
    So what I propose is to make the evaluation 2-pass: first use zero tolerance (whatever eps is); if that succeeds, return that . If no cells match (due to rounding and the point is exactly on the cell boundary or something like that), use eps.

    It still can be a problem if eps is too large; generally it is good to set the defaults relative to the current scale of the problem, e.g. by making eps negative by default (-1e-6) signifying that it is relative to some problem-specific dimension. Field could, for instance, ask its mesh for the minimum element edge size (and remember it forever) which should work well as some characteristic dimension.

     

    Last edit: Václav Šmilauer 2016-03-29
  • Václav Šmilauer

    • summary: Example 05 is not deterministic --> Field.evaluate: uses arbitrary cell for evaluation, within tolerance (1e-3 by default)
     
  • Václav Šmilauer

    I fixed Example05 by explicitly setting tolerance to 0.0 and evaluating the field in 1e-5,1e-5,1e-5 instead of 0,0,0 (which is exactly on the vertex). The bug was retitled since the underlying issue is not settled, although Example05 should work now without issue.

     
  • Borek Patzak

    Borek Patzak - 2016-03-29

    Good.
    If I remember right, the problem with this specific example is that the field is cell-based, so picking the different elements can make a big difference.
    In a case of interpolated, vertex-based fields, the effect of picking different element should have rather small effect (as all elemens sharing the vertex should return the same value at the vertex), depending on the value of eps.
    The question is now if we should opt for proposed two-stage evaluation authomatically, or left it on the user. I would prefer to have simple well defined functions, without the complex logic. So I wote for leaving this on the user.

     
  • Václav Šmilauer

    One option is to require the eps parameter to be passed to evaluate (not providing any default value). Obviously, it is a nuisance, but better than giving some arbitrary value which might cause results which are incorrect.

    We can also set eps=0.0 by default, which is the only non-arbitrary value for absolute distance tolerance. In that case we risk that evaluation will fail due to holes in floating-point inside tests in geometrically contiguous cells.

    From these two, I see the first as the lesser evil.

    Default non-zero relative tolerance would be the best, but field would need to have an idea about its cell size.

     
  • Vit Smilauer

    Vit Smilauer - 2016-03-30

    I can confirm that using default value for eps=0.001 led sometimes to wrong result
    Field value at position (0.0, 0.0, 0.0) is (727.55,)
    2016-03-30 08:37:49 ERROR:Example05.py:49 Test FAILED

    The last commit set up eps=0.0. It works for all 100 cases

    Field value at position (-1e-05, -1e-05, -1e-05) is (728.13,)

+++++

▸ Exercise brief: Reproduce the part of the thread on evaluation tolerance that begins at the words "Borek Patzak - 2016-03-29" and stops after "value of eps.". The data after this point come from a separate source and are unrelated to the thread.

▸ Information:
+++++

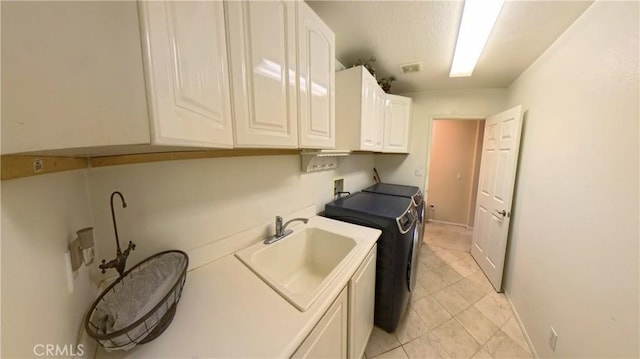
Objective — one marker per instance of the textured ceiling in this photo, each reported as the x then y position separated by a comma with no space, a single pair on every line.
400,32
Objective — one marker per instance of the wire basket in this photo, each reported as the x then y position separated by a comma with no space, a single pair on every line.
154,316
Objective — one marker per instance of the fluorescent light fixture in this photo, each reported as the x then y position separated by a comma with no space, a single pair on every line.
478,18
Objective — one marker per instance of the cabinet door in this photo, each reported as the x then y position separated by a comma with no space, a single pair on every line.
71,76
370,126
379,118
362,289
187,74
316,56
396,123
263,71
329,337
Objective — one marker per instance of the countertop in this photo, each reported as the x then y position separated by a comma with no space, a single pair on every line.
228,311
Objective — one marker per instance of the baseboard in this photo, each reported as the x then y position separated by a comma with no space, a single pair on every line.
449,223
522,329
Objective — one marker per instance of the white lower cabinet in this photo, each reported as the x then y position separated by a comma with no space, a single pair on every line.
329,337
362,287
344,330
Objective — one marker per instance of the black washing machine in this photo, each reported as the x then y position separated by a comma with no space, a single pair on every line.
399,190
397,248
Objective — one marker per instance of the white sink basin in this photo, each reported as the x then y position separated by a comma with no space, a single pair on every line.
300,266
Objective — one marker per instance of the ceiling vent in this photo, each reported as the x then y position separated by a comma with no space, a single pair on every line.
410,68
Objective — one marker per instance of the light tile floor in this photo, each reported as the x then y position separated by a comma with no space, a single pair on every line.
454,312
447,236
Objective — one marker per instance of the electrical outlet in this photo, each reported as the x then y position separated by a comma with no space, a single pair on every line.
338,186
553,339
72,276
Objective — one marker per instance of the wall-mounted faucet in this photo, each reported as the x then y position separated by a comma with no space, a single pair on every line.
281,230
120,261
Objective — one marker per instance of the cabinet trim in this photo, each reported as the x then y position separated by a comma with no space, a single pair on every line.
26,166
16,166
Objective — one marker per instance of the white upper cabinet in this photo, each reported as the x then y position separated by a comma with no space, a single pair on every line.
77,76
262,46
72,76
359,111
316,56
186,66
397,119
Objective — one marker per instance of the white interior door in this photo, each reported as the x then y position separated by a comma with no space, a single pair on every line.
495,192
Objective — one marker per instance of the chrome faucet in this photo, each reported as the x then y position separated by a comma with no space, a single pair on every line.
120,261
281,230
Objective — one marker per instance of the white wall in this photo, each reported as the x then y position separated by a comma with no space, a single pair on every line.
573,255
478,103
187,204
39,217
171,205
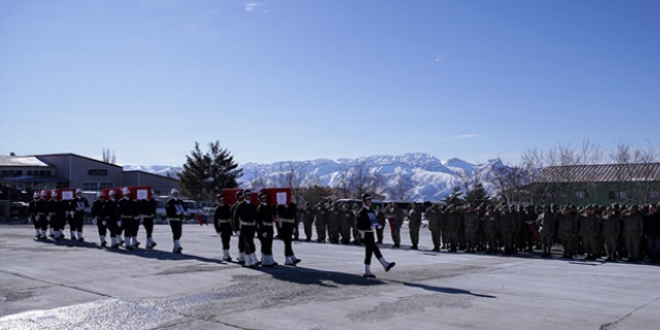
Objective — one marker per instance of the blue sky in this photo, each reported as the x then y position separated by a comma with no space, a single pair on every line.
301,80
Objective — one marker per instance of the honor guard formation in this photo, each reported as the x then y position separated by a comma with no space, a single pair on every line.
615,232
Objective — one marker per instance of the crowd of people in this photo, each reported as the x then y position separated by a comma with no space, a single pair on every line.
615,232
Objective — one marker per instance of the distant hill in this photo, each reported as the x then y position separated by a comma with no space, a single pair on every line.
425,177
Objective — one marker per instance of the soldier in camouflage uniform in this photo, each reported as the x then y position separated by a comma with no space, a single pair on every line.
507,225
589,228
471,222
452,225
308,221
546,221
566,231
396,214
633,225
414,224
333,222
433,215
490,229
320,219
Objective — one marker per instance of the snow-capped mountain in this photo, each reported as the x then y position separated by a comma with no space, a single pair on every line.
413,176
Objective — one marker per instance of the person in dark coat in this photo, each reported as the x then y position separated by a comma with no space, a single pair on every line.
367,224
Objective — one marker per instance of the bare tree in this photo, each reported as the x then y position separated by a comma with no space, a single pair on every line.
109,156
400,187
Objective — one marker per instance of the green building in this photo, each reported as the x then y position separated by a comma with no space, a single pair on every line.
597,184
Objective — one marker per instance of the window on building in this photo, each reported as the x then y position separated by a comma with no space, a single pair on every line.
90,186
611,194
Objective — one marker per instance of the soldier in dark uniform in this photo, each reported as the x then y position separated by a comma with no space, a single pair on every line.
56,215
77,206
246,213
320,219
175,210
97,215
366,224
265,231
111,215
128,213
148,212
433,215
285,218
32,214
222,224
308,221
236,225
41,209
380,216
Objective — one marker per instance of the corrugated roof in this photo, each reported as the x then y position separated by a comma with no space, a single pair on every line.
601,173
21,161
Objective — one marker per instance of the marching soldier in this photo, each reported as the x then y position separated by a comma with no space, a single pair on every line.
333,218
490,223
111,215
308,221
175,210
56,215
285,219
97,215
320,218
246,213
414,224
148,212
471,222
77,206
395,213
32,214
236,224
264,218
222,223
346,224
41,209
366,224
633,224
433,215
546,221
452,224
610,231
128,213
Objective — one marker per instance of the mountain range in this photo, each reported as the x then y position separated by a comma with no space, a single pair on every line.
412,176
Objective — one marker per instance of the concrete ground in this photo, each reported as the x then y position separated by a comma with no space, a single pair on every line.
71,285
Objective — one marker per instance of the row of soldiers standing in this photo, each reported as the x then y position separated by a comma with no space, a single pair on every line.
249,220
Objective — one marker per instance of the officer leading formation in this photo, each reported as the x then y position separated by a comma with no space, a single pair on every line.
615,232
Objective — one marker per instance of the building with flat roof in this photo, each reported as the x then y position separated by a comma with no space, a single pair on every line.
68,170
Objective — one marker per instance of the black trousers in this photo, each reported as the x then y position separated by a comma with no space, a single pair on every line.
370,247
286,231
148,223
266,239
225,234
176,226
247,234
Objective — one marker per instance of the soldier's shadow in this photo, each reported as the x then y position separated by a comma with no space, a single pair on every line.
311,276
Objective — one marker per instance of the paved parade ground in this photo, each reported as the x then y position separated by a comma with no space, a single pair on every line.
71,285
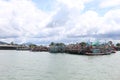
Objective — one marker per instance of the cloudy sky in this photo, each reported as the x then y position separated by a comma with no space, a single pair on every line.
44,21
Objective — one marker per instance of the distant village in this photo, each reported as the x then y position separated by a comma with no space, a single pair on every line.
82,48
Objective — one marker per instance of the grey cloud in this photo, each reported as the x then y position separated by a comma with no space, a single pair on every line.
60,18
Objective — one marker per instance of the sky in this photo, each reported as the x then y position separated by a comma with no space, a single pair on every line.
68,21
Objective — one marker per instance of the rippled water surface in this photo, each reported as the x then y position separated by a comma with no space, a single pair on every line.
25,65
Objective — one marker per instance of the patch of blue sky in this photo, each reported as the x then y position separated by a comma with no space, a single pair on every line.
45,5
94,6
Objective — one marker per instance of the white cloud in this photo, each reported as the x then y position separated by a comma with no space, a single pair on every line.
109,3
21,21
77,4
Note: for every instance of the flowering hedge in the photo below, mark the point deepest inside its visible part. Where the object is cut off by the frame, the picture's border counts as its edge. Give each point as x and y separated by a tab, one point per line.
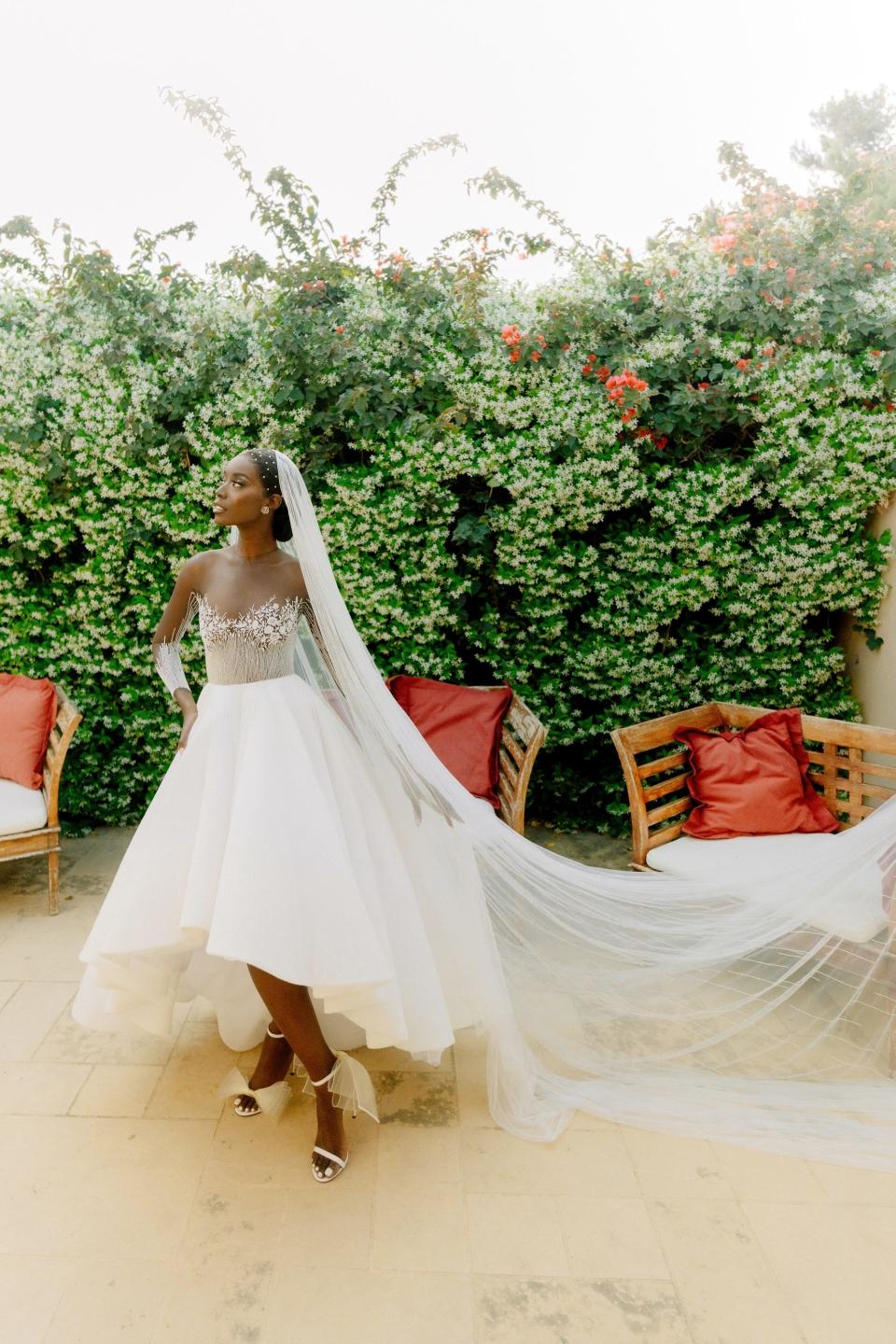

+++++

▸ Your response:
Borek Patzak - 2016-03-29

    Good.
    If I remember right, the problem with this specific example is that the field is cell-based, so picking the different elements can make a big difference.
    In a case of interpolated, vertex-based fields, the effect of picking different element should have rather small effect (as all elemens sharing the vertex should return the same value at the vertex), depending on the value of eps.